- [CONSIGNES DE L'EXERCICE]
[A] D'après l'article sur les inondations, combien d'habitants compte le pays sinistré ?
[B] Donnez la suite de l'article sur les inondations, en reprenant après sa dernière phrase.

- [TEXTE]

La véritable guerre contre la « terreur » doit commencer
dimanche 22 août 2010
Mark LeVine - Al Jazeera
Comment pouvons-nous considérer l’idée que vingt millions d’êtres humains sont sans-abri et six millions confrontés à une famine immanente, avec peu ou pas de nourriture disponible sur place pour au moins les deux années qui viennent ? Comment évaluer avec précision les besoins en nourriture et en logements pour 20 000 000 de personnes ? - six zéros marquent de façon bien plus palpable l’ampleur de la catastrophe que le mot « millions ».
Plus largement, comment aider le sixième pays le plus peuplé du monde - avec 170 millions d’habitants - à se remettre d’une inondation qui a littéralement enfoui le tiers de la nation sous les eaux, pendant que, par une cruelle ironie du sort, elle prive une multitude de gens d’eau potable ?
Depuis près de dix ans, les Etats-Unis et leurs alliés mènent une soi-disant « guerre contre le terrorisme » dans les bad-lands d’Afghanistan et du Pakistan. Mais aujourd’hui, une autre « guerre contre la terreur » doit commencer, une guerre qui exige de mobiliser l’attention, les ressources, et les compétences bien au-delà de celles qui sont consacrées actuellement à une guerre dépassée. Si on ne sait pas faire cela, il en résultera une montée de l’extrémisme à une échelle qu’on pourrait bien n’avoir jamais connue.
Une terreur inimaginable
Imaginez-vous la terreur ressentie par 20 millions d’êtres humains, sans abri, sans eau, sans médicament ni nourriture ? Ban Ki-moon, secrétaire général des Nations unies, avait vu bien de graves catastrophes mais après avoir survolé le pays submergé à ce point par les eaux, il déclara, visiblement choqué, qu’il n’avait « jamais vu une catastrophe d’une telle ampleur ».
Pendant qu’il s’exprimait, des survivants se saisissaient désespérément du moindre secours, se déchirant leurs vêtements les uns les autres et provoquant une confusion telle qu’à certains endroits, la distribution des aides a dû être arrêtée.

- [DONNÉES ENREGISTRÉES]
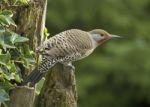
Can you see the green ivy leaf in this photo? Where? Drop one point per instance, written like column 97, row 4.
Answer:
column 3, row 20
column 7, row 13
column 6, row 21
column 5, row 41
column 3, row 95
column 4, row 59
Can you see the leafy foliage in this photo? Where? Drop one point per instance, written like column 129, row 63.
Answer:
column 117, row 73
column 17, row 2
column 13, row 52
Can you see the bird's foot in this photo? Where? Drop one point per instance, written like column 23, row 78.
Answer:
column 69, row 66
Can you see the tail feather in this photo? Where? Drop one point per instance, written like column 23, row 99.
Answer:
column 33, row 78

- [RÉPONSES PAR CONSIGNE]
[A] 170 millions d'habitants.

[B]
Cette terreur ne va pas insensibiliser les Pakistanais dans l’apathie ou la stupeur. Si on ne parvient pas très vite à un effort pour les aider sans précédent, ou au moins à la même échelle que les ressources consacrées à l’autre guerre, celle « guerre contre le terrorisme », il va monter une colère et un désespoir à un niveau inimaginable, avec des conséquences absolument impossibles à prévoir.
Des organisations « militantes » sont déjà sur le terrain à distribuer de la nourriture et des fournitures, pendant que le gouvernement pakistanais, comme à son habitude, tergiverse - son armée qui coûte si cher est mal équipée et mal entraînée pour se lancer dans une opération de sauvetage aussi massive.
Que des chiffres erronés
Et pourtant, examinons les chiffres qui sont actuellement discutés par le secrétaire général de l’ONU, le gouvernement des Etats-Unis et plus largement, par la communauté internationale.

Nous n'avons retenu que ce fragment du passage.